El descubrimiento, la conquista y colonización del Nuevo Mundo supusieron una sangría –la población peninsular que era de diez millones bajó a ocho millones– y la enorme e inesperada riqueza de las minas americanas destruyó la industria, la ganadería y la minería españolas. El oro y la plata se dilapidaron en guerras religiosas, en importaciones de mercancías que España era incapaz de producir y en especulaciones. La fama y la riqueza ya no la obtenían los guerreros sino los clérigos. “Así que, señor mío –le dice Sancho a don Quijote–, más vale ser humilde frailecito de cualquier orden que sea, que valiente e andante caballero; más alcanzan con Dios dos docenas de disciplinas que dos mil lanzadas.”
Oliveira Martins, a quien debemos esta cita, dice que nada más en el obispado de Calahorra había diecisiete mil clérigos y el cargo de alcaide de la prisión episcopal se subastaba en 1500 ducados. “La clerecía representaba la cuarta parte de la población adulta, de acuerdo a un censo levantado en el reinado de Felipe II (1570): había 312 mil religiosos, 200 mil clérigos de órdenes menores y 400 mil frailes.”
Los guardianes de la pureza de la fe la esterilizaron. La Inquisición estableció la censura, las nuevas ciencias se consideraron maléficas –en un día Torquemada quema seis mil libros y en la Nueva España, Zumárraga arroja a la hoguera centenares de códices–, los enemigos de la monarquía y de la Iglesia fueron achicharrados.
Antero de Quental describe en forma insuperable la decadencia hispánica de finales del siglo XVII: “A una generación de filósofos, de sabios y de artistas creadores, sucede la tribu vulgar de los eruditos sin crítica, de los académicos, de los imitadores. Salimos de una sociedad de hombres vivos moviéndose en el aire libre y entramos a un recinto silencioso y casi sepulcral, a una atmósfera turbia por los libros viejos y habitada por espectros de doctores. La poesía, después de la exaltación estéril, falsa y artificialmente provocada por Góngora, después de la afectación de los conceptos (que además revelaba la nulidad del pensamiento), cae en una imitación servil y tonta de la poesía latina, en aquella escuela clásica, pesada y frailesca que es la antítesis de toda inspiración y de todo sentimiento”.
Y si esto ocurría en la metrópoli ¿qué pasaba en las colonias, productoras del oro y de la plata que empobrecieron al pueblo español y enriquecieron a la nobleza y a los traficantes? Este mundo se regía por la mecánica del apartheid. Unos eran las castas y los indios, dotados de lenguas propias, y de patrones culturales distintos, y otros eran los criollos y los españoles.

● EXTRACTO DE FILAS
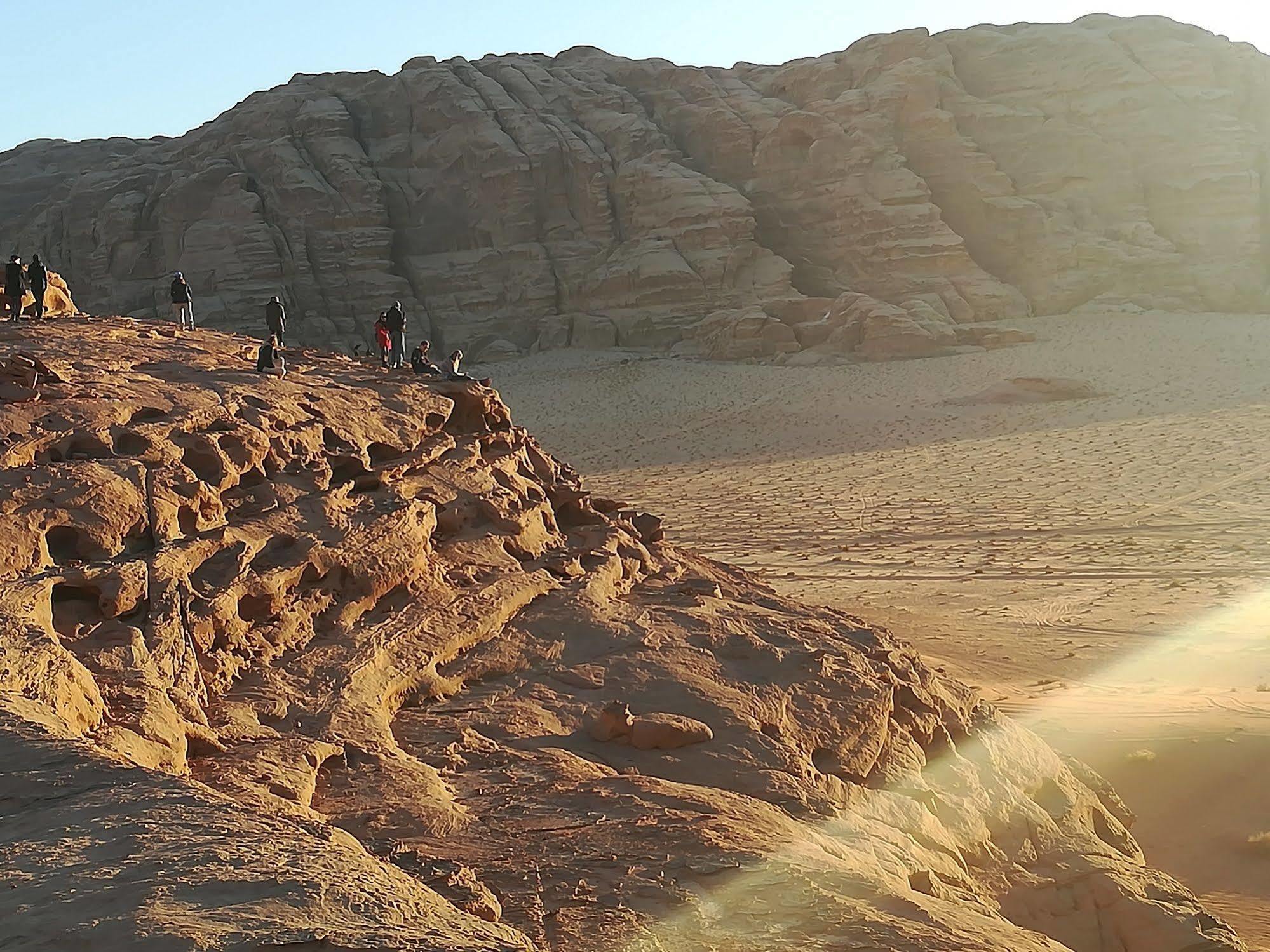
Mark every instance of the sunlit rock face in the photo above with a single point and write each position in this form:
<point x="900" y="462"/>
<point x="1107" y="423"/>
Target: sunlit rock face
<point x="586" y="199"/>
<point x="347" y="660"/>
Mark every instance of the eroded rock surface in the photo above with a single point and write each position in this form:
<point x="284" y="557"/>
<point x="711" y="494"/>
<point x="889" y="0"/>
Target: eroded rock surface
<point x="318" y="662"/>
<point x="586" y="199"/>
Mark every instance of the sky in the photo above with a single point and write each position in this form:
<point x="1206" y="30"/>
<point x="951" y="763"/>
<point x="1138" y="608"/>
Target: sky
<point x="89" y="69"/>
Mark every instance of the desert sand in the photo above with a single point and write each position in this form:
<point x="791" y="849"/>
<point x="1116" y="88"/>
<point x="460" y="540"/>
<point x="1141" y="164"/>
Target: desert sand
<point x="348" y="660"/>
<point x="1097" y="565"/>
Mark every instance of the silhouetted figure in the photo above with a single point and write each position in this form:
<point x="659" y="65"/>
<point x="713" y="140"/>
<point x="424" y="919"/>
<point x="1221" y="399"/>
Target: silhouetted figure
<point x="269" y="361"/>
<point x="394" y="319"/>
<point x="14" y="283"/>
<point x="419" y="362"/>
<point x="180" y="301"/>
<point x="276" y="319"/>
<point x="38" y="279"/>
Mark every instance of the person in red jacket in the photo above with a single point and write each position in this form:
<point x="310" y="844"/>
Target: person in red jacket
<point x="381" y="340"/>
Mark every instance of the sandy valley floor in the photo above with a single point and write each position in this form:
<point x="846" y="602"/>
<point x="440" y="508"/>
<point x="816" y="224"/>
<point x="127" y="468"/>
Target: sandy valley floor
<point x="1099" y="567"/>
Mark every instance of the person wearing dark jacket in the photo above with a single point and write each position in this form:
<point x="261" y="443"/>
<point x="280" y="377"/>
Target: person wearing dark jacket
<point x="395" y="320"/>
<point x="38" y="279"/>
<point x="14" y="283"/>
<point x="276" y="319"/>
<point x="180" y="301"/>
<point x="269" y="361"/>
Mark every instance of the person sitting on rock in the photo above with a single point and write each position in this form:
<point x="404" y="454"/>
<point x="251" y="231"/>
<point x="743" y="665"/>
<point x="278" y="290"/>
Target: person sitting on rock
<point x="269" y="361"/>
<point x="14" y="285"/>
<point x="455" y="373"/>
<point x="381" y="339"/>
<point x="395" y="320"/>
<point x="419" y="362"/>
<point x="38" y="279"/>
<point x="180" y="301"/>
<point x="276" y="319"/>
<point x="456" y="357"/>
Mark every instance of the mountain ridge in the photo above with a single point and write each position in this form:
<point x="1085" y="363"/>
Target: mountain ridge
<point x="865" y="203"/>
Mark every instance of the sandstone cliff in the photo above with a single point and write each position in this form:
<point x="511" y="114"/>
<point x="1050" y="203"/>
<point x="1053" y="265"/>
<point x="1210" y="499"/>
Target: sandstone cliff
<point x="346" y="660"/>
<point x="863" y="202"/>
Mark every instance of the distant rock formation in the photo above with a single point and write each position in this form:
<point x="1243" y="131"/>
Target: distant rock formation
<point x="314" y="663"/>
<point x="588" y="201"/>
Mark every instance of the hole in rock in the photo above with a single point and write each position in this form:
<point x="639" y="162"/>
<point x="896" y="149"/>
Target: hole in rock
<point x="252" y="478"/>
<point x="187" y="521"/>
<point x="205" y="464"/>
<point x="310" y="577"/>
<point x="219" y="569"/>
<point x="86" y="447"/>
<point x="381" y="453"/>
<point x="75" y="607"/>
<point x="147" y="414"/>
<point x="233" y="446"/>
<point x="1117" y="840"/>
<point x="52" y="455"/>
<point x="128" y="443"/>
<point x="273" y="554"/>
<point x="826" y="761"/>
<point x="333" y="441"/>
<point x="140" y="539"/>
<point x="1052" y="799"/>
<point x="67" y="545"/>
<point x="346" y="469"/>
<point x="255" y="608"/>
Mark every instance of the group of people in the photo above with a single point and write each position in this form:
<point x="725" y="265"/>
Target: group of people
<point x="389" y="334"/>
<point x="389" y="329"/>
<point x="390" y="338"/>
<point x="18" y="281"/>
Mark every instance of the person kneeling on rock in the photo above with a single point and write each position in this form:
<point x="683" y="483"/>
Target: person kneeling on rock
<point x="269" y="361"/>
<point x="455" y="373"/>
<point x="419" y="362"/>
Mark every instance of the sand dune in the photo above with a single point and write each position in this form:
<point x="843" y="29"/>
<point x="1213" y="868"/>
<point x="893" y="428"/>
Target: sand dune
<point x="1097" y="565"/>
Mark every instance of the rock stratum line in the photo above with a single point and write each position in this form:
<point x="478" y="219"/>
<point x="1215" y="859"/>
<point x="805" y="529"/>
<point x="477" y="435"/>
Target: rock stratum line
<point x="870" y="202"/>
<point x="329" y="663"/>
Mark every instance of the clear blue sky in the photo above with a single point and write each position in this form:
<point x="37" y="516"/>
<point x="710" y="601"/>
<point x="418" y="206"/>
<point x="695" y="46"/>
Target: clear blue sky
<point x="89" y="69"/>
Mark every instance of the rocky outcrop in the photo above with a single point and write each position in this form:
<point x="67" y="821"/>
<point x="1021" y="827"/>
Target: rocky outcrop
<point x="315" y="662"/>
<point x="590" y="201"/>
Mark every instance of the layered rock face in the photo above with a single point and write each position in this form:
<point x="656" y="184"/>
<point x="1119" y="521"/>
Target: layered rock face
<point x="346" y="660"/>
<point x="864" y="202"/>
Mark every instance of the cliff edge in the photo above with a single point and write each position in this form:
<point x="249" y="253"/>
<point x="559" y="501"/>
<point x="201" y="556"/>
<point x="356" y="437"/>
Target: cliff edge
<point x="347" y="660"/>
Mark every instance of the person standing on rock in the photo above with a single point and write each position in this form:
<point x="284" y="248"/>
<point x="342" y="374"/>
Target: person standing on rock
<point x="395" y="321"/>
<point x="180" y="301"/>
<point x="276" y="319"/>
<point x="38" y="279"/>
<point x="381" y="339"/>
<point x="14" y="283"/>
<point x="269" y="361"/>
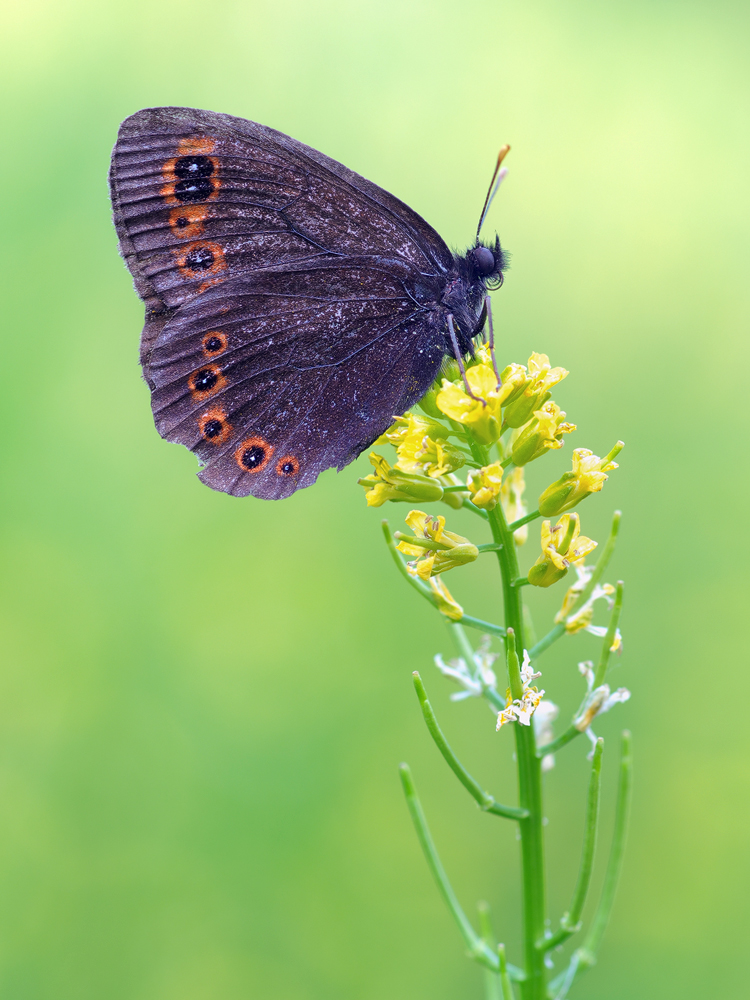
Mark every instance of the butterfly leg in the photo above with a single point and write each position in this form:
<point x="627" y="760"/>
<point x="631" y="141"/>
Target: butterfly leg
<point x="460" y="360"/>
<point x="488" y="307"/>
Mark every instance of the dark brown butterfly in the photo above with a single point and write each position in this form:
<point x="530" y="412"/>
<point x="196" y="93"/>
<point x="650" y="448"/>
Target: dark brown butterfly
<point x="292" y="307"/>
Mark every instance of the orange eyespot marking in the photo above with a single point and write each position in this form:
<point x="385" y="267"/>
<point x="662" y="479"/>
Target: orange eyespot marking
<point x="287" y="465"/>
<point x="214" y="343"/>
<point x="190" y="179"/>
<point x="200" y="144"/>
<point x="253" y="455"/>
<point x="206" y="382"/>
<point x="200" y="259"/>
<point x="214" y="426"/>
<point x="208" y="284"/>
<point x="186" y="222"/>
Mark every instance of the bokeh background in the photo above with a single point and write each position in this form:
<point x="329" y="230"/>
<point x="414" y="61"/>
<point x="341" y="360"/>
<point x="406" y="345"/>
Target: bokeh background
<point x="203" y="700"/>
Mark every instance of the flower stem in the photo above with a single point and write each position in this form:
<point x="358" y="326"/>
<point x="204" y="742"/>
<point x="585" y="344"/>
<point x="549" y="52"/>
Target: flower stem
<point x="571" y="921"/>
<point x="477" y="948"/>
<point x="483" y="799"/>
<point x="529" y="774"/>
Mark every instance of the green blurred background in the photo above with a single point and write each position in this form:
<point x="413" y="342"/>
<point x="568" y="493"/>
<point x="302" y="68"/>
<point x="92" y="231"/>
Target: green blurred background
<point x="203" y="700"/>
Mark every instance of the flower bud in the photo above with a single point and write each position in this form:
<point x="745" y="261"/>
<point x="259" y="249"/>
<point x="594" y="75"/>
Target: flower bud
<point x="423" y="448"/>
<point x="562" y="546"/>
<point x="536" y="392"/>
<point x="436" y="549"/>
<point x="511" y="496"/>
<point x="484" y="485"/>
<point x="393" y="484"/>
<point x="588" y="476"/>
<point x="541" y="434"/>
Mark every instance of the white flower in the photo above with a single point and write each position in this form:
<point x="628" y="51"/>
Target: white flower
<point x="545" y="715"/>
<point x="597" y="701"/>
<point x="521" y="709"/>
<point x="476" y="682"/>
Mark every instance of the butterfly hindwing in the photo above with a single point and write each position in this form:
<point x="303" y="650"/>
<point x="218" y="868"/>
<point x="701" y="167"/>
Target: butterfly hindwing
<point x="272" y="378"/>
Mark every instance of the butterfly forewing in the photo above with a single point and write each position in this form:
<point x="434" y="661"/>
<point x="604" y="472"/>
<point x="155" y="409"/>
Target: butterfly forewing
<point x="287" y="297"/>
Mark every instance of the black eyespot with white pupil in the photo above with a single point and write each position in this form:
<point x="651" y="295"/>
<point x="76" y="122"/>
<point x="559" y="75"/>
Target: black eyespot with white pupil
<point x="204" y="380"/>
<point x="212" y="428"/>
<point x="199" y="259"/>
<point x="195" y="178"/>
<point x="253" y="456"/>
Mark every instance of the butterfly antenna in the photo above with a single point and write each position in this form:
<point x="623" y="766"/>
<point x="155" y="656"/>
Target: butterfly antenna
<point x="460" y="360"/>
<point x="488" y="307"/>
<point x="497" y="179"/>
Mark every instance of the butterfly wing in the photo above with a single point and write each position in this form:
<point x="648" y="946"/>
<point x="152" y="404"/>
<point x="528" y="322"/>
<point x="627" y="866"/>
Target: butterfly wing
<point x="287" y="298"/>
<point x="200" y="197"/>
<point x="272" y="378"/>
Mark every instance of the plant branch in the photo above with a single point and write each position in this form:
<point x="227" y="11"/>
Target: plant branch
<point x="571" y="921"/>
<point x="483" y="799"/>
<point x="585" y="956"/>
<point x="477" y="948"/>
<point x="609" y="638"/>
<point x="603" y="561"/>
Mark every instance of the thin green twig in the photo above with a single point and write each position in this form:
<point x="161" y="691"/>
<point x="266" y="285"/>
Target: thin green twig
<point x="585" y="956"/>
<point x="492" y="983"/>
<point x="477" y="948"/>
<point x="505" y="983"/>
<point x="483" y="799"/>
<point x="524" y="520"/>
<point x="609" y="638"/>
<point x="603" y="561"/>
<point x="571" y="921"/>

● CONSIGNA
Prolonga el texto sobre la decadencia española y la sociedad colonial, comenzando justo después de su última oración.

● RESPUESTA
Es perfectamente inútil discutir, como se ha venido haciendo, sobre la bondad o la maldad de la colonia. Los conquistadores vieron en el imperio azteca una obra del diablo, los libertadores consideraron a la colonia como un modelo de tiranía y fanatismo, los revolucionarios se rebelaron contra la dictadura infame de Porfirio Díaz, y la Revolución se ha convertido en otra dictadura disfrazada de democracia.
Estas etapas conforman nuestro pasado, son realidades que no podemos anatematizar ni glorificar, pero no sólo es legítimo sino urgente condenar todas las corrientes absolutistas, discriminatorias, rapaces, tiránicas y racistas, causantes de una desigualdad que, lejos de disminuir, ha persistido en proporciones monstruosas.
En México el poder siempre estuvo ligado a la religión y cuando el liberalismo rompió esta alianza se trató de remplazar la religión por una ficción revolucionaria que también se ha desbaratado. El PRI carece de prestigio. Acarrea a unos cuantos miles con dádivas ruines o promesas nunca cumplidas, mientras la Virgen de Guadalupe congrega a millones que acuden a su santuario en demanda de protección, realizando sacrificios. En 1979 la llegada del papa movilizó al país y provocó un estallido de fe en la religión (y en los medios electrónicos) que no conoce equivalentes civiles, ni siquiera en tiempos del general Cárdenas, la figura política más extraordinaria del siglo XX mexicano.
El problema, a mi modo de ver, consiste en que la cultura occidental en la Nueva España fue patrimonio exclusivo de la Iglesia y de un puñado de españoles y criollos. Realmente quisieron ser y fueron europeos, como lo demuestran con elocuencia las iglesias, monasterios, palacios y colegios de sus ciudades.
La ciudad de México tenía dieciséis monasterios de monjas, quince de frailes, una multitud de clérigos, la Compañía de Jesús, el Oratorio de los Felipenses y otras instituciones eclesiásticas que constituían aproximadamente la cuarta parte del vecindario. Ocho o diez mil hombres y mujeres que habían hecho votos de castidad, de obediencia, de pobreza y de humildad, provocaban graves desajustes psíquicos y sociales que en gran parte las autoridades sometían gracias al voto de obediencia. Después del Concilio de Trento, España, Italia y Francia, principalmente, optaron por la obediencia. San Ignacio de Loyola organizó la milicia de Cristo para luchar contra el protestantismo. Es el superior el que piensa y el que manda, el subordinado debe obedecer ciegamente, sin voluntad propia. Este principio se aplicó al imperio y a sus colonias: por derecho divino le tocaba mandar al rey y a sus vasallos obedecer.
Así pues, lo característico del siglo XVII fue la represión. Represión religiosa, represión política, es decir absolutismo, si bien debemos hacer notar que uno fue el absolutismo francés de Luis XIV y otro bien distinto el absolutismo de Felipe IV y de Carlos II.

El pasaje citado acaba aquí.